点标注数据:
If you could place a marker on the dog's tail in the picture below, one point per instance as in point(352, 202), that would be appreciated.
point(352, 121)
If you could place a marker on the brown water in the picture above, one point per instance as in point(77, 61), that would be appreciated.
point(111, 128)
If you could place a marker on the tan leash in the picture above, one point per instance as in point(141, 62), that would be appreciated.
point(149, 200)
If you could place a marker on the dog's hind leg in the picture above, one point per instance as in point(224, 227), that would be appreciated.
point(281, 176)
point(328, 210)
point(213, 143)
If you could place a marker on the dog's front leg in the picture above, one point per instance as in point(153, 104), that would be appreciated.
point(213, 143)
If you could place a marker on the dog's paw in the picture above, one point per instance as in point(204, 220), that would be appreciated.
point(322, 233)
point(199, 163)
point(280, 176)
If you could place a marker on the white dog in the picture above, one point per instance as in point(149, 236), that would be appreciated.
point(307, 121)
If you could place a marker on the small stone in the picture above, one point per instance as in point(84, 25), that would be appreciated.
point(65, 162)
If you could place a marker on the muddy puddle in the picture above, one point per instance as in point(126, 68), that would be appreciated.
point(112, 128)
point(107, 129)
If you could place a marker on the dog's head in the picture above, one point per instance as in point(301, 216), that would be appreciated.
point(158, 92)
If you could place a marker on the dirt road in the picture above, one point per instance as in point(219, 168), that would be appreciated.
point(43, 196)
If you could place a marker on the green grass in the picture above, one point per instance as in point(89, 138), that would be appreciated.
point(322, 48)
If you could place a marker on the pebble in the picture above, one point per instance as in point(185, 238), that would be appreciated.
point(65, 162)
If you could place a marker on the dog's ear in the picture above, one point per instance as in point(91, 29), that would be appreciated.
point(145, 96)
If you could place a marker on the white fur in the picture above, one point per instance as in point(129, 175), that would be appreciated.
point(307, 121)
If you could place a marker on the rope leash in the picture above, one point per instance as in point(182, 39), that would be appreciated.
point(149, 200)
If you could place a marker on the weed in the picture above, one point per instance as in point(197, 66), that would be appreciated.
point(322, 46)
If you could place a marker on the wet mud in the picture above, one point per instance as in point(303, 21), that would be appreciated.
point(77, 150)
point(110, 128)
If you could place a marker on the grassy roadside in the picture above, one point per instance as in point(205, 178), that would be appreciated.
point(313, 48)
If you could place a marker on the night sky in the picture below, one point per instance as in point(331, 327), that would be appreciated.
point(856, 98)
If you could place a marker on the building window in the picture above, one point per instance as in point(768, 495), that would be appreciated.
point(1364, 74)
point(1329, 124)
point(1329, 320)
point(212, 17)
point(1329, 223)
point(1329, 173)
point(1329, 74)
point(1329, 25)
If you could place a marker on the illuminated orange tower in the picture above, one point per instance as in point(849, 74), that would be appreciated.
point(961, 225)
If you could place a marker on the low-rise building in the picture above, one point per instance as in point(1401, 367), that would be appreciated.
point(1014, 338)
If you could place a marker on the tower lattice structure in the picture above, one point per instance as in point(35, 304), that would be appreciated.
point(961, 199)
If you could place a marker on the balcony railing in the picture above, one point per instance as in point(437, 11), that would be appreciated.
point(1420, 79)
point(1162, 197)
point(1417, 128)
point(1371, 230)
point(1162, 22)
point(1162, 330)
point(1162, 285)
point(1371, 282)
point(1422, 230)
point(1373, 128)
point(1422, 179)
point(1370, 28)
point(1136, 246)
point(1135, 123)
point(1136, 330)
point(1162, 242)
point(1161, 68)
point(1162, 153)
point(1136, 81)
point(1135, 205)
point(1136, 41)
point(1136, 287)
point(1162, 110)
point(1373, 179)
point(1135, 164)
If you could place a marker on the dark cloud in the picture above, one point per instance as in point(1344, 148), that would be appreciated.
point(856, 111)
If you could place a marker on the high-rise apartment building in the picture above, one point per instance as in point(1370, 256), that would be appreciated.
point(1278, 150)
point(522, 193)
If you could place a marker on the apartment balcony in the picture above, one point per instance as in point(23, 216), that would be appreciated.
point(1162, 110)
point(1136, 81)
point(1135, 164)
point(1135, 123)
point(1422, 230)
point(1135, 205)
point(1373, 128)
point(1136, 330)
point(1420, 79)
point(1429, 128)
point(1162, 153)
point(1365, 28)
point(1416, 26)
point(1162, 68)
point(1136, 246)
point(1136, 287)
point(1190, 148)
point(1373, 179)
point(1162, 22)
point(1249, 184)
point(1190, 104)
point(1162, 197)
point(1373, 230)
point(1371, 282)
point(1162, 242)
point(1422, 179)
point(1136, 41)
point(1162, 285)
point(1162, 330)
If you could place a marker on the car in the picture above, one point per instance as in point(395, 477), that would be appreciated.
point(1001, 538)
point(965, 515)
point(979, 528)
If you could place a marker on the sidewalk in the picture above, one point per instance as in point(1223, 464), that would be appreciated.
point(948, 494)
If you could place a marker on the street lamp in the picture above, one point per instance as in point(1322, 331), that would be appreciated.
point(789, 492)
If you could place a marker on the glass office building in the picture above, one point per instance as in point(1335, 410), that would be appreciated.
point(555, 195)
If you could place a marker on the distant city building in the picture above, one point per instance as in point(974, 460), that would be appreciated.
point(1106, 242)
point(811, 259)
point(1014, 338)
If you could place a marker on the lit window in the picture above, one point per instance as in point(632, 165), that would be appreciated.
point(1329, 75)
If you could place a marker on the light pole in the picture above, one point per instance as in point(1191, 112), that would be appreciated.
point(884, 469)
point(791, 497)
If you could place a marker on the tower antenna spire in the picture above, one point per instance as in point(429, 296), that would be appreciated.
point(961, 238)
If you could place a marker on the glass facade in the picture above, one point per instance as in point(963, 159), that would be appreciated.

◆ 题目说明 ◆
请将上面的全部条目逐字重抄一遍，不得改动任何内容。

◆ 书面解答 ◆
If you could place a marker on the dog's tail in the picture below, one point per instance as in point(352, 202), that would be appreciated.
point(352, 121)
If you could place a marker on the brown water in the picture above, one point per instance as in point(77, 61), that would be appreciated.
point(111, 128)
If you could place a marker on the tan leash in the picture above, one point per instance as in point(141, 62), that would be appreciated.
point(149, 200)
If you could place a marker on the dog's hind leg in the picture above, one point per instance as in point(224, 227), that would be appreciated.
point(281, 176)
point(328, 210)
point(213, 143)
If you could place a marker on the dog's front leg in the picture above, one point per instance as in point(153, 104), that would be appreciated.
point(213, 143)
If you could place a marker on the dog's paw in the picture above, one point per instance as in point(204, 220), that would be appreciated.
point(322, 233)
point(199, 163)
point(280, 176)
If you could place a marker on the white dog in the picture above, one point per instance as in point(149, 236), that would be appreciated.
point(307, 121)
If you could place a marker on the small stone in the picture above, one point per instance as in point(84, 25), that would be appreciated.
point(65, 162)
If you could place a marker on the muddy puddle in the picture above, one point per instance as in point(126, 68), that would be appreciated.
point(112, 128)
point(107, 129)
If you could place a marker on the dog's head in the picture above, one point per instance as in point(301, 216), that would be appreciated.
point(158, 92)
If you could place a marker on the dirt road in the picture above, one point per instance as in point(219, 168), that would be appreciated.
point(43, 196)
If you could place a marker on the green grass in the picture above, one point per instance as in point(89, 138), that would be appreciated.
point(322, 48)
If you could place a marker on the pebble in the picture above, one point per instance as in point(185, 238), that would be appreciated.
point(65, 162)
If you could place a marker on the dog's ear in the picture above, one point per instance as in point(91, 29), that would be appreciated.
point(145, 96)
If you could place a marker on the white fur in the picture above, one point per instance as in point(129, 175), that would be appreciated.
point(307, 121)
If you could place a marker on the rope leash in the picture above, one point per instance as in point(182, 39), that would be appreciated.
point(149, 200)
If you could place a marker on the weed in the picture above, one point per instance as in point(197, 66), that would be appreciated.
point(322, 46)
If you could place a marker on the wet mud in the picture above, one point per instance as in point(303, 21), that would be appreciated.
point(77, 150)
point(110, 128)
If you could place a marker on the grassy roadside in the picture above, one point per instance as in point(205, 178), that would be appreciated.
point(313, 48)
If you could place a marker on the night sky in the picture below, one point per instance as in point(331, 327), that would be appreciated.
point(856, 98)
If you could place a marker on the building window in the picture above, one point per instance as in point(768, 495), that would be appreciated.
point(1364, 74)
point(1329, 124)
point(1329, 320)
point(212, 17)
point(1329, 223)
point(1329, 173)
point(1329, 74)
point(1329, 25)
If you could place a marker on the illuminated orange tower in the picture above, one point per instance as in point(849, 74), that would be appreciated.
point(961, 225)
If you could place a marker on the low-rise building in the picture above, one point per instance as in point(1401, 367), that would be appreciated.
point(1014, 338)
If you could place a marker on the tower lattice structure in the picture above, one point per instance as in point(35, 304), that would be appreciated.
point(961, 199)
If you could place a marker on the balcony railing in the picture above, one point per instance as in point(437, 11), that would be appreciated.
point(1420, 79)
point(1162, 197)
point(1417, 128)
point(1371, 230)
point(1162, 22)
point(1162, 330)
point(1162, 285)
point(1371, 282)
point(1422, 230)
point(1373, 128)
point(1422, 179)
point(1370, 28)
point(1136, 246)
point(1135, 123)
point(1136, 330)
point(1162, 242)
point(1161, 68)
point(1162, 153)
point(1136, 81)
point(1135, 205)
point(1136, 41)
point(1136, 287)
point(1162, 110)
point(1373, 179)
point(1135, 164)
If you could place a marker on the dark cloud in the picture above, one point per instance as in point(1344, 148), that would be appreciated.
point(856, 111)
If you could place a marker on the high-rise apartment building in the picture above, one point per instance as in point(1370, 256), that would be appreciated.
point(1278, 150)
point(522, 193)
If you could place a marker on the apartment balcony in the picture above, one point per instance as in point(23, 216), that would be appreciated.
point(1162, 110)
point(1136, 81)
point(1135, 164)
point(1135, 123)
point(1422, 230)
point(1135, 205)
point(1373, 128)
point(1136, 330)
point(1420, 79)
point(1429, 128)
point(1162, 153)
point(1365, 28)
point(1416, 26)
point(1162, 68)
point(1136, 246)
point(1136, 287)
point(1190, 148)
point(1373, 179)
point(1162, 22)
point(1249, 184)
point(1190, 104)
point(1162, 197)
point(1373, 230)
point(1371, 282)
point(1162, 242)
point(1422, 179)
point(1136, 41)
point(1162, 285)
point(1162, 330)
If you could place a marker on the car in the picture above, one point per instance as in point(395, 477), that would be appreciated.
point(1001, 538)
point(965, 515)
point(979, 528)
If you could place a marker on the sidewalk in the picture above, one point per instance as in point(1223, 464), that would be appreciated.
point(948, 494)
If you could place a marker on the street lamp in the picture above, one point per instance as in point(1322, 331), that would be appreciated.
point(789, 492)
If you could place a marker on the glass office building in the picture above, one point per instance as in point(1335, 410), that would be appreciated.
point(555, 195)
If you could place a marker on the distant city building in the picture above, one point per instance as in point(974, 460), that would be appreciated.
point(1106, 242)
point(811, 259)
point(1014, 338)
If you could place a marker on the lit window in the picture above, one point per instance as in point(632, 165), that would be appreciated.
point(1329, 75)
If you could place a marker on the light pole in the picture above, one point per instance as in point(1191, 112), that would be appreciated.
point(884, 469)
point(791, 497)
If you could place a marker on the tower antenna spire in the picture above, one point per instance as in point(429, 296), that would be appreciated.
point(961, 238)
If you could place a marker on the glass facade in the picture above, one point per instance as in point(963, 159), that would be appreciated.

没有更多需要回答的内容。